— begin Extracted entries —

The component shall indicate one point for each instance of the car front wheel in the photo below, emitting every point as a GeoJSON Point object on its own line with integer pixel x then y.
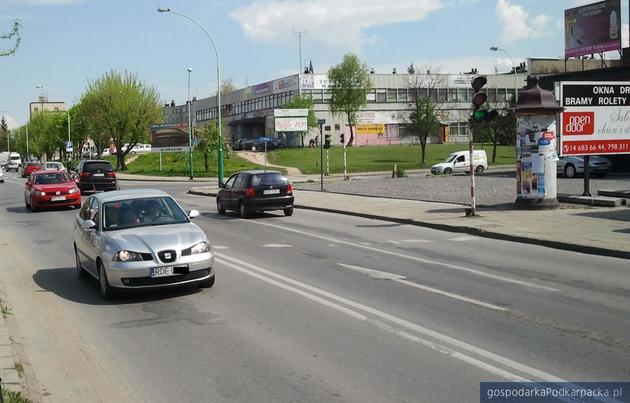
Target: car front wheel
{"type": "Point", "coordinates": [220, 208]}
{"type": "Point", "coordinates": [103, 284]}
{"type": "Point", "coordinates": [207, 283]}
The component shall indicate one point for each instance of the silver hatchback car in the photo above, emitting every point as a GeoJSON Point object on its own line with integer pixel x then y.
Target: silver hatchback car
{"type": "Point", "coordinates": [137, 239]}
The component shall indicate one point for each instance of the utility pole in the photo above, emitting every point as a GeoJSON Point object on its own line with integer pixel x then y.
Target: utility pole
{"type": "Point", "coordinates": [298, 34]}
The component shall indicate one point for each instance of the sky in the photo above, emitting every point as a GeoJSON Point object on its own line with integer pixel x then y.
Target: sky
{"type": "Point", "coordinates": [66, 44]}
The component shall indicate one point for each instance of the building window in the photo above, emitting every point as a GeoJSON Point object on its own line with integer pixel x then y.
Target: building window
{"type": "Point", "coordinates": [391, 95]}
{"type": "Point", "coordinates": [371, 96]}
{"type": "Point", "coordinates": [381, 95]}
{"type": "Point", "coordinates": [402, 95]}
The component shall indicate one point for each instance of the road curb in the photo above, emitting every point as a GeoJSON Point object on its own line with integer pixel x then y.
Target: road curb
{"type": "Point", "coordinates": [590, 250]}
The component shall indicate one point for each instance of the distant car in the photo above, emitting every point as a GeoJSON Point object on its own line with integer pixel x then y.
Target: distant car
{"type": "Point", "coordinates": [145, 240]}
{"type": "Point", "coordinates": [570, 166]}
{"type": "Point", "coordinates": [256, 190]}
{"type": "Point", "coordinates": [53, 165]}
{"type": "Point", "coordinates": [29, 168]}
{"type": "Point", "coordinates": [47, 189]}
{"type": "Point", "coordinates": [243, 144]}
{"type": "Point", "coordinates": [96, 175]}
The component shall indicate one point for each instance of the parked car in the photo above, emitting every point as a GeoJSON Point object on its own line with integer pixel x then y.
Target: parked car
{"type": "Point", "coordinates": [256, 190]}
{"type": "Point", "coordinates": [243, 144]}
{"type": "Point", "coordinates": [29, 168]}
{"type": "Point", "coordinates": [146, 240]}
{"type": "Point", "coordinates": [460, 162]}
{"type": "Point", "coordinates": [53, 165]}
{"type": "Point", "coordinates": [96, 175]}
{"type": "Point", "coordinates": [14, 163]}
{"type": "Point", "coordinates": [570, 166]}
{"type": "Point", "coordinates": [46, 189]}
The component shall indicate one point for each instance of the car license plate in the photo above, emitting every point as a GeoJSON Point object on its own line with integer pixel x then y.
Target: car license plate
{"type": "Point", "coordinates": [161, 271]}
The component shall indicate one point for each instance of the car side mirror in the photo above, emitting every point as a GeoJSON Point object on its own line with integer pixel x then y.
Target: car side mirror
{"type": "Point", "coordinates": [88, 224]}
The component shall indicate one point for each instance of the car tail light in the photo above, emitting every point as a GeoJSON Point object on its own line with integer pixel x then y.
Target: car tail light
{"type": "Point", "coordinates": [249, 192]}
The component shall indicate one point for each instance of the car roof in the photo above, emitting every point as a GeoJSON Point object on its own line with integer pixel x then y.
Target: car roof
{"type": "Point", "coordinates": [260, 171]}
{"type": "Point", "coordinates": [129, 194]}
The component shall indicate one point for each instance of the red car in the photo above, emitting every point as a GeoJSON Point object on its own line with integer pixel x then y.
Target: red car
{"type": "Point", "coordinates": [29, 168]}
{"type": "Point", "coordinates": [51, 189]}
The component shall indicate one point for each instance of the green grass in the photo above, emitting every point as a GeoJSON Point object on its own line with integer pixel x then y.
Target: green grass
{"type": "Point", "coordinates": [14, 397]}
{"type": "Point", "coordinates": [381, 158]}
{"type": "Point", "coordinates": [176, 164]}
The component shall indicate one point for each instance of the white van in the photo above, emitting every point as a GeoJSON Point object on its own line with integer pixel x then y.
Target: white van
{"type": "Point", "coordinates": [459, 162]}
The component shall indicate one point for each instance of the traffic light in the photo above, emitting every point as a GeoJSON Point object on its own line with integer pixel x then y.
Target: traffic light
{"type": "Point", "coordinates": [481, 111]}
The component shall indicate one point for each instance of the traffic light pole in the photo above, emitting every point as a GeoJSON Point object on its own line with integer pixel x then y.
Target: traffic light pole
{"type": "Point", "coordinates": [321, 154]}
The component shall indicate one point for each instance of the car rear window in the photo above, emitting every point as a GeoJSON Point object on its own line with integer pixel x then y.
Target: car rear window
{"type": "Point", "coordinates": [47, 179]}
{"type": "Point", "coordinates": [269, 179]}
{"type": "Point", "coordinates": [99, 166]}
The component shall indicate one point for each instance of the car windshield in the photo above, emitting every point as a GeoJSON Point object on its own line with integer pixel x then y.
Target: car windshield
{"type": "Point", "coordinates": [269, 179]}
{"type": "Point", "coordinates": [97, 166]}
{"type": "Point", "coordinates": [450, 158]}
{"type": "Point", "coordinates": [49, 179]}
{"type": "Point", "coordinates": [142, 212]}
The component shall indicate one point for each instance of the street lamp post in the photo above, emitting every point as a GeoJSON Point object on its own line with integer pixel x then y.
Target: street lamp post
{"type": "Point", "coordinates": [189, 128]}
{"type": "Point", "coordinates": [216, 53]}
{"type": "Point", "coordinates": [497, 49]}
{"type": "Point", "coordinates": [64, 101]}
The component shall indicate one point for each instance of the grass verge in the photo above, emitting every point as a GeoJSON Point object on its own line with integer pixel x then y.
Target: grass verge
{"type": "Point", "coordinates": [380, 158]}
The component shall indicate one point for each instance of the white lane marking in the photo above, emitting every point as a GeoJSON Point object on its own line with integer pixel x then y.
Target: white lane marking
{"type": "Point", "coordinates": [414, 258]}
{"type": "Point", "coordinates": [462, 239]}
{"type": "Point", "coordinates": [383, 275]}
{"type": "Point", "coordinates": [244, 266]}
{"type": "Point", "coordinates": [416, 240]}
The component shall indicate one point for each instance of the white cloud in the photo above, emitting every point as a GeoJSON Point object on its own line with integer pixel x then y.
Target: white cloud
{"type": "Point", "coordinates": [517, 24]}
{"type": "Point", "coordinates": [336, 23]}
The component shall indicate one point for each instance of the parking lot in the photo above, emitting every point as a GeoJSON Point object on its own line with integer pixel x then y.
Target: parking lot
{"type": "Point", "coordinates": [496, 187]}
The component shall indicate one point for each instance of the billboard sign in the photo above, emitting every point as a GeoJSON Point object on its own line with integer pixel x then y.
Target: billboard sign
{"type": "Point", "coordinates": [596, 118]}
{"type": "Point", "coordinates": [593, 28]}
{"type": "Point", "coordinates": [296, 124]}
{"type": "Point", "coordinates": [169, 137]}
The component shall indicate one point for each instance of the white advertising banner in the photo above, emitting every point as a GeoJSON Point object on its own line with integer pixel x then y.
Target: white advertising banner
{"type": "Point", "coordinates": [596, 118]}
{"type": "Point", "coordinates": [291, 124]}
{"type": "Point", "coordinates": [290, 112]}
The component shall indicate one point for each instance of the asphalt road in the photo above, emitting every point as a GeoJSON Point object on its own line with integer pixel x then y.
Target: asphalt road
{"type": "Point", "coordinates": [315, 307]}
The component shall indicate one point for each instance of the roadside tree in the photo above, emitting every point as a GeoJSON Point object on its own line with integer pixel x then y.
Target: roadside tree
{"type": "Point", "coordinates": [14, 34]}
{"type": "Point", "coordinates": [302, 102]}
{"type": "Point", "coordinates": [121, 108]}
{"type": "Point", "coordinates": [425, 117]}
{"type": "Point", "coordinates": [349, 84]}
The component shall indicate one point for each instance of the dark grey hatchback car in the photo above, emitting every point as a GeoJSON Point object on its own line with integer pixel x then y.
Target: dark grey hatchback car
{"type": "Point", "coordinates": [254, 191]}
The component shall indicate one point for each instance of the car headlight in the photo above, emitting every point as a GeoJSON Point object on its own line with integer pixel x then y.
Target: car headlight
{"type": "Point", "coordinates": [127, 256]}
{"type": "Point", "coordinates": [201, 247]}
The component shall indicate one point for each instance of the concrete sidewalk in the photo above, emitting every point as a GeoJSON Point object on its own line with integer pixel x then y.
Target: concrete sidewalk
{"type": "Point", "coordinates": [594, 230]}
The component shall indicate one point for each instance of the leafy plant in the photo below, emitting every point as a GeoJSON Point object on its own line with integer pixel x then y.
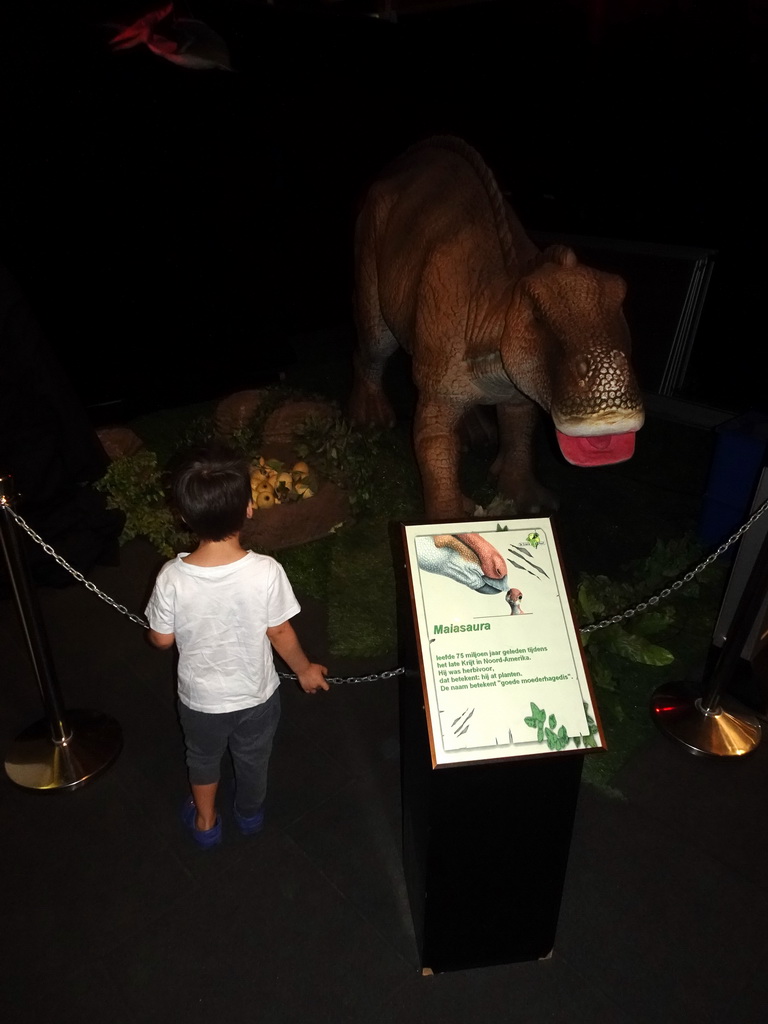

— end Extracted entries —

What the exercise asks: Pull out every line of the listing that contains the word "green". Only matches with the same capitalization count.

Expected answer:
The component shall indicate one point for each instance of the green grass in the photo above, emitting every point as a GeoJSON Point object on its own line with integer pixel x then y.
Target: green grass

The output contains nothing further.